▶ [Task objective]:
Write out all of the lines below verbatim, with no changes.
=== Supplied material ===
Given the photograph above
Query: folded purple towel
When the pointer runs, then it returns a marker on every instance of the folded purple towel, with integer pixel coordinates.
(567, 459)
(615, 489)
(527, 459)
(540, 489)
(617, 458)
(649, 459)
===
▶ [Answer below]:
Given the photograph above
Query: folded purple towel
When the pointer runs, then it returns a marker on every instance of the folded purple towel, with integer pixel coordinates.
(567, 459)
(615, 489)
(527, 459)
(540, 489)
(617, 458)
(649, 459)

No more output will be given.